GIVEN PROBLEM
Report each line in the entries below that contains the word "boot", and copy every such line in full.

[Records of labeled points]
● ● ● ●

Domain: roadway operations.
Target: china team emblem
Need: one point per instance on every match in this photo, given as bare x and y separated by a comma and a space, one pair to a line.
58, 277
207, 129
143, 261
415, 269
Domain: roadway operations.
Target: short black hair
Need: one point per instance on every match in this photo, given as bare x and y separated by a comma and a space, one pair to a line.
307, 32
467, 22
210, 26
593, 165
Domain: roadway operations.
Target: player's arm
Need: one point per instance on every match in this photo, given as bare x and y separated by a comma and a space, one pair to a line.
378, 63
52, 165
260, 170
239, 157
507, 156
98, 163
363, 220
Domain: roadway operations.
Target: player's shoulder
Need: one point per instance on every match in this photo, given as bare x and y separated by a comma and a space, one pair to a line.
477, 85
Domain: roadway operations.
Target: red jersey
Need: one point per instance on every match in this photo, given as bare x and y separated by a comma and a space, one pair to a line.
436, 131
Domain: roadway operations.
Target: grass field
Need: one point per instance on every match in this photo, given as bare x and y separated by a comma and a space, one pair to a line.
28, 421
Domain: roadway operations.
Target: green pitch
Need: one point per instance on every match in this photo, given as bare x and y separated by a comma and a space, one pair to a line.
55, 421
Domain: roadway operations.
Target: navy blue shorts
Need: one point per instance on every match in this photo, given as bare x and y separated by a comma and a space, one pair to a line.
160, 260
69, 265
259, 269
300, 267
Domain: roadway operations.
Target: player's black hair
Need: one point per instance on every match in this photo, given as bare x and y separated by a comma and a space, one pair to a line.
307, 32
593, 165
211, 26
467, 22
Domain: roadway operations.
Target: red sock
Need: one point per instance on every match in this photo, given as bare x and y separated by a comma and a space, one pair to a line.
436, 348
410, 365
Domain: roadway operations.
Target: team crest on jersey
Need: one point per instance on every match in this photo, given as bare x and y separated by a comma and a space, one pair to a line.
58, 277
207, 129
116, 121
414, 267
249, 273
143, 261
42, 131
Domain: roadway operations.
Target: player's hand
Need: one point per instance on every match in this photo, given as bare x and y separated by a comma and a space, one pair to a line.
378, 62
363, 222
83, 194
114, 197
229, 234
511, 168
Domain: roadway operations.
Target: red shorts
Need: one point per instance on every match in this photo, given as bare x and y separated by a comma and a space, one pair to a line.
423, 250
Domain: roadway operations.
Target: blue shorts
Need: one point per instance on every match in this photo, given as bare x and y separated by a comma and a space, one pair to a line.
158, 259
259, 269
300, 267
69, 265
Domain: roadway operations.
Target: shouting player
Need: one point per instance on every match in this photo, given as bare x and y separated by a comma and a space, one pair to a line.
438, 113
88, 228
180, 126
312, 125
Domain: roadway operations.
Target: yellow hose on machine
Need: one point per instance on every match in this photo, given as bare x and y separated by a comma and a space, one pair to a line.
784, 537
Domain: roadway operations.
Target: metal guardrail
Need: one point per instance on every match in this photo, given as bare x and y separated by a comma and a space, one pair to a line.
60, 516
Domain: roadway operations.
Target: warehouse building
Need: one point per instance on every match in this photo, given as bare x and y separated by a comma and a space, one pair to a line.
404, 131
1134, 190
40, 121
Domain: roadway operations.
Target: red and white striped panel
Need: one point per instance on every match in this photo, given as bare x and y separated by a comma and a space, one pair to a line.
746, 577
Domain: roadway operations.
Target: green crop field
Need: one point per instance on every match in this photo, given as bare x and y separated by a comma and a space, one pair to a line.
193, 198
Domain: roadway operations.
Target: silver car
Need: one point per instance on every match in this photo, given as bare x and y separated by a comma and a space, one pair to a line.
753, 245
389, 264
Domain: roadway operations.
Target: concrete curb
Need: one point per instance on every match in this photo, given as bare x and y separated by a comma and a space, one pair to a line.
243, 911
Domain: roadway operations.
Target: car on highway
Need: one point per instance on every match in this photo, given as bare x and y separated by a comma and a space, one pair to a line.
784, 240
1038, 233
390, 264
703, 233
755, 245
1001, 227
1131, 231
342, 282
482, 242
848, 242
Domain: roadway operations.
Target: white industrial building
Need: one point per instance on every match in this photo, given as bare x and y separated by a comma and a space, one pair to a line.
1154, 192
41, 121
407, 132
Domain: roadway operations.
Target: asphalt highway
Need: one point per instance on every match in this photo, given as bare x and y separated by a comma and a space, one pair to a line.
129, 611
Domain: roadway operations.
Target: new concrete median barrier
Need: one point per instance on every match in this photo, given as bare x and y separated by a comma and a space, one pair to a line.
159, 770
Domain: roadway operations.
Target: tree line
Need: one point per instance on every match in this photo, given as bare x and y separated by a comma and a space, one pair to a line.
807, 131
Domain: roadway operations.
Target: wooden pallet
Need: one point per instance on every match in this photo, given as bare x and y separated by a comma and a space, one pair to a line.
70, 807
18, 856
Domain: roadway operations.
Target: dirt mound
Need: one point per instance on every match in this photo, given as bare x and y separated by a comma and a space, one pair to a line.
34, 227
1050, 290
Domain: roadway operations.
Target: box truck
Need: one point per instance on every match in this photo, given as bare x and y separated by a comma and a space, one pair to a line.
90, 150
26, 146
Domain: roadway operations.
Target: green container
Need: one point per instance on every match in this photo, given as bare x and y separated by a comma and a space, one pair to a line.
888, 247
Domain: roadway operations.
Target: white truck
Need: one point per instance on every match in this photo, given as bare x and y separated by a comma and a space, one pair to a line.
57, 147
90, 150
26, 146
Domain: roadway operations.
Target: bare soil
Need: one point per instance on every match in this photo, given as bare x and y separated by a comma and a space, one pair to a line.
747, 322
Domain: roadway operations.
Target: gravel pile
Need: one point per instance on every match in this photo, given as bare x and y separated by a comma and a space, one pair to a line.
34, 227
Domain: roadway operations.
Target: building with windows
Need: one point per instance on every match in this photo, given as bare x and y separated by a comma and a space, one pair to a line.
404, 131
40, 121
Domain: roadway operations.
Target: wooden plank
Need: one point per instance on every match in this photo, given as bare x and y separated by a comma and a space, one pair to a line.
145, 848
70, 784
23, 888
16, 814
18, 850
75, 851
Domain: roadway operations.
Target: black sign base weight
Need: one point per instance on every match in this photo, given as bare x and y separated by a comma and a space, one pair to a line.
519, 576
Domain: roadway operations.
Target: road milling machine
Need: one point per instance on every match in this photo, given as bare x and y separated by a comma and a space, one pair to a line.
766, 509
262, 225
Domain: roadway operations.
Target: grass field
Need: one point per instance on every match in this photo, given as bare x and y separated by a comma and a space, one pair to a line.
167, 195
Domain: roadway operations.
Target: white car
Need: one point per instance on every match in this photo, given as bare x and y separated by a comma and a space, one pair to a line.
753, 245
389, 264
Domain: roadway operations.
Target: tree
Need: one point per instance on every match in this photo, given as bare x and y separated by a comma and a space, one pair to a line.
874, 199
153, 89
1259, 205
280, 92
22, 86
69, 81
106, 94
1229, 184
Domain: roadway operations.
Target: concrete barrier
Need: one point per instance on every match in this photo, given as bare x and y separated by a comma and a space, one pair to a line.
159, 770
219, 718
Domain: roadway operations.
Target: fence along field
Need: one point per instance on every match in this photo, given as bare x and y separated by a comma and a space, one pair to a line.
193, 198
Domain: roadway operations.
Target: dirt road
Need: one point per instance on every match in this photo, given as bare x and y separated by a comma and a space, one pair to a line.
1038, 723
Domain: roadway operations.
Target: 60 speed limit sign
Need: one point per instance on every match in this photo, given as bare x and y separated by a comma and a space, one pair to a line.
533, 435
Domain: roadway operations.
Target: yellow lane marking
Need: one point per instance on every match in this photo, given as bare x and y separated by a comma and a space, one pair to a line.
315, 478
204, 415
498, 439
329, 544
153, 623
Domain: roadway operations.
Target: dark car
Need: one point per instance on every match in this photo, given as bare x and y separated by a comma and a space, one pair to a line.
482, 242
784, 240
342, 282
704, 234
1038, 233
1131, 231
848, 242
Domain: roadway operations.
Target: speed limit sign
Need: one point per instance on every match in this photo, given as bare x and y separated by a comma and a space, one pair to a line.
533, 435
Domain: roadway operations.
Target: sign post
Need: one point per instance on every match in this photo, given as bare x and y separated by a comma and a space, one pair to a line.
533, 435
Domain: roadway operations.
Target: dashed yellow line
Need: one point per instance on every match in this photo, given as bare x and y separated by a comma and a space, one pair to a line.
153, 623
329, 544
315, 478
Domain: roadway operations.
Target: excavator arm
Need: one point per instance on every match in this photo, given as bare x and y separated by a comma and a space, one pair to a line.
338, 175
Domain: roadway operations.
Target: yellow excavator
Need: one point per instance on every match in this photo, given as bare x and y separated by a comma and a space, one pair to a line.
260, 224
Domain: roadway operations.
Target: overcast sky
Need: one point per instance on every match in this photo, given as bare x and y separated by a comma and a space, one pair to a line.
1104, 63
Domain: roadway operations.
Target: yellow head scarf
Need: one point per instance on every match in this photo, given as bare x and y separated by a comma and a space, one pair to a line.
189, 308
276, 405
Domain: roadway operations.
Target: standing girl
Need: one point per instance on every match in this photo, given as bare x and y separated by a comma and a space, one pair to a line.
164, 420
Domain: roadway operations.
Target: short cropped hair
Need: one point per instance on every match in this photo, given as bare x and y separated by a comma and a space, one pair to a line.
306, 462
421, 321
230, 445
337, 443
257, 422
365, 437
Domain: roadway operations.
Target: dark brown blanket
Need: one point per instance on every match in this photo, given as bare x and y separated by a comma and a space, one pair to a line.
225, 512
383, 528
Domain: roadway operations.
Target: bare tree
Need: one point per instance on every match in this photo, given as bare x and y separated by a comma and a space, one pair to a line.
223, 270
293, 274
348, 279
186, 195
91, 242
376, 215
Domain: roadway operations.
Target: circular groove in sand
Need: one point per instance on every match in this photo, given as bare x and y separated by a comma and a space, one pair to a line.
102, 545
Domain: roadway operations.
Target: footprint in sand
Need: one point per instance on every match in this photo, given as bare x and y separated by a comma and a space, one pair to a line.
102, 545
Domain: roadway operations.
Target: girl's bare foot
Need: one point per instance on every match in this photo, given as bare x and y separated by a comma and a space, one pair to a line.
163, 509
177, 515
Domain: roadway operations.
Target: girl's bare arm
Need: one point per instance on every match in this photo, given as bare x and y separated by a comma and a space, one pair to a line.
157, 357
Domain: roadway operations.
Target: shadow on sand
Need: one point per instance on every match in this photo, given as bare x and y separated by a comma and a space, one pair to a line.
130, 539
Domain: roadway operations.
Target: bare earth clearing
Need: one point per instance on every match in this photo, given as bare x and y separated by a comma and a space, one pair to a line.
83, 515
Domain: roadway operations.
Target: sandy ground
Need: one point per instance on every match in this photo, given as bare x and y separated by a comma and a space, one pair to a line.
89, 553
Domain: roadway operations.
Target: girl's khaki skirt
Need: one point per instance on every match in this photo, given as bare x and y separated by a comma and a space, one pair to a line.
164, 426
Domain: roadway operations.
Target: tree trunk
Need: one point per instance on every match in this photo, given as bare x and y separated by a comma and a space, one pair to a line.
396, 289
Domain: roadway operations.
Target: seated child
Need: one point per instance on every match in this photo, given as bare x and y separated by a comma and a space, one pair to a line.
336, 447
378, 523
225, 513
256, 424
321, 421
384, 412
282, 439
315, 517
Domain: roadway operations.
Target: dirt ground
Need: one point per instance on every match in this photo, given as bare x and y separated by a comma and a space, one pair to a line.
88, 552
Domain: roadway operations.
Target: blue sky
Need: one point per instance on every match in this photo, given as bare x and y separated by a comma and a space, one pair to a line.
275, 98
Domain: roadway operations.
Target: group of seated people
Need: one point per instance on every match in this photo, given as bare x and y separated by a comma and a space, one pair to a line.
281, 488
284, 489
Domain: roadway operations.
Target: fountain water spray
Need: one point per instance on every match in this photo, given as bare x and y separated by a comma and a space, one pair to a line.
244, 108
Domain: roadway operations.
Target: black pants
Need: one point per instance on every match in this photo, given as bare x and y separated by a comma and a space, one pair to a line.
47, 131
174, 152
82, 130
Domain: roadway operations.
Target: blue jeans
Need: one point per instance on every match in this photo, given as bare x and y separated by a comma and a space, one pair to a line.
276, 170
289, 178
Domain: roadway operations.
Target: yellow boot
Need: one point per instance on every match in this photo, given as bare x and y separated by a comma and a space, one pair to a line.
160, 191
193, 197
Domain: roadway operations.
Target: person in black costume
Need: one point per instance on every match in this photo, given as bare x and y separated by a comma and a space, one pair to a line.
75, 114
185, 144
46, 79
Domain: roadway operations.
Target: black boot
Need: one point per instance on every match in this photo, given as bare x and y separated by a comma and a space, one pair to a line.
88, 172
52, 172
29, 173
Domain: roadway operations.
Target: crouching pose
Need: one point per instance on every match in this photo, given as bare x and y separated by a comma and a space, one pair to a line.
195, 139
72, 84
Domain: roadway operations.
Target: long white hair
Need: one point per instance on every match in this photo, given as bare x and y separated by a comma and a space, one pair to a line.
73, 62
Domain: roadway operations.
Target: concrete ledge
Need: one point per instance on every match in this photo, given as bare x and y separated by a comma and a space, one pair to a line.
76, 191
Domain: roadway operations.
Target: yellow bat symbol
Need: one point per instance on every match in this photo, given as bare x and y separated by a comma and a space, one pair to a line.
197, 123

● ● ● ●

WRITTEN SOLUTION
Target: yellow boot
Target: black boot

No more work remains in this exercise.